Objective: Revise the records from the line containing "Can you tell me where the index" through the line containing "447,339 -> 653,971", inclusive, changing "top-left" to "upper-left" and leaving everything else as it is. Give back only those lines.

Task material:

** begin **

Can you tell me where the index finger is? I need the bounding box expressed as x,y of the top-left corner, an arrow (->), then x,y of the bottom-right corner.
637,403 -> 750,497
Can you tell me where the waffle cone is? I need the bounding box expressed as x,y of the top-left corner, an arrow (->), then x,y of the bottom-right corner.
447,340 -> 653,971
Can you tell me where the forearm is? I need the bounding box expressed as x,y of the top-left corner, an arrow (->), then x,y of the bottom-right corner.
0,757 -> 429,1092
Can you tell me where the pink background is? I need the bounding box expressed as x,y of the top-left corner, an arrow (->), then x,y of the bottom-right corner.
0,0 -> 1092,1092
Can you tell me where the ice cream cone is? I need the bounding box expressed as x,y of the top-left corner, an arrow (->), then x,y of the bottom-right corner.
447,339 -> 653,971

** end **
** begin **

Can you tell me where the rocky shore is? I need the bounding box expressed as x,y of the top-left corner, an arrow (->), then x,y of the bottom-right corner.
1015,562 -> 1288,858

** end **
** begin **

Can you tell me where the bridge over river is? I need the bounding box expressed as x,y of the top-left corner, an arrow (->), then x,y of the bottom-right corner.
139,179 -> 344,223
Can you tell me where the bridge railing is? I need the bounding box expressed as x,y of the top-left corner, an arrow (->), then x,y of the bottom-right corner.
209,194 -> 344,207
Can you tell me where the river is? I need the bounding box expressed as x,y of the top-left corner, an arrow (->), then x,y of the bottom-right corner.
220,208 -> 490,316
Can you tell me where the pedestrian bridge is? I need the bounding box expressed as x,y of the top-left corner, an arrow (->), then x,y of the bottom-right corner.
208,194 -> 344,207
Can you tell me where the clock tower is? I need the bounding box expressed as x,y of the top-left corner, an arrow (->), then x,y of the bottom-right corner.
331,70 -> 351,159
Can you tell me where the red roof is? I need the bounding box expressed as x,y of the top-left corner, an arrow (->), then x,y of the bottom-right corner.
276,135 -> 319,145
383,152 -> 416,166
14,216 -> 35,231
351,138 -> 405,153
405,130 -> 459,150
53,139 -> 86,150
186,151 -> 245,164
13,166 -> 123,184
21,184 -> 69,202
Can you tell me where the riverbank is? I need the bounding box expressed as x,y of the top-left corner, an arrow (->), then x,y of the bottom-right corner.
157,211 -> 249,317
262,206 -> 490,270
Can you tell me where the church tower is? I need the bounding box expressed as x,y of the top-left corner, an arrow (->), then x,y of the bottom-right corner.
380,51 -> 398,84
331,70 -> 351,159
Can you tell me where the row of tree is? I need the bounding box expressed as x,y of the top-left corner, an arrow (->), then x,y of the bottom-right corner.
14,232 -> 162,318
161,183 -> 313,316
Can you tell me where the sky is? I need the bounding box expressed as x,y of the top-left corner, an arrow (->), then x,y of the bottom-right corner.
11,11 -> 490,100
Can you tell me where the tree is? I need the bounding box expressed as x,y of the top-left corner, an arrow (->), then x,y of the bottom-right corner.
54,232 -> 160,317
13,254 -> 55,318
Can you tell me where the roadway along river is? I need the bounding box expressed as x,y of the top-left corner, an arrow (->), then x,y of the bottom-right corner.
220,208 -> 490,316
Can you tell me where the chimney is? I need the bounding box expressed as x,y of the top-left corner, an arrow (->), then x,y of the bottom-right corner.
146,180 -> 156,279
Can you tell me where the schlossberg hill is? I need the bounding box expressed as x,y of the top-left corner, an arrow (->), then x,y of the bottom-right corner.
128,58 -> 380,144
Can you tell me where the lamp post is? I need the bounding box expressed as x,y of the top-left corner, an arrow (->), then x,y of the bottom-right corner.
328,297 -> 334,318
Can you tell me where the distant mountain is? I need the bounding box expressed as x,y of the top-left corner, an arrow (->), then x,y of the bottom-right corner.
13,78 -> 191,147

** end **

Solution to this exercise:
Can you tell me where the index finger is? I need the bounding box expressed as x,y of the upper-left corner, an arrow (->), then x,y of the bottom-right corner.
637,403 -> 750,497
Can you tell me where the waffle cone is? I need the bounding box expressed as x,y of the upper-left corner, an arrow (->), then x,y of the bottom-right corner.
447,340 -> 653,971
Can you tell me where the forearm is? I need the bounding box expressed as x,y of the upper-left corner, an arrow (->), then x,y of the bottom-right corner.
0,757 -> 429,1092
Can you tell me where the pink background is? I need the bounding box expressed as x,y of the upper-left corner, an arrow (->), then x,y of the bottom-right corner.
0,0 -> 1092,1092
Can you tell me where the ice cream cone is? I need the bounding box expressed as x,y of the upper-left corner, an arrow (->), then x,y of the bottom-right corner.
447,339 -> 653,971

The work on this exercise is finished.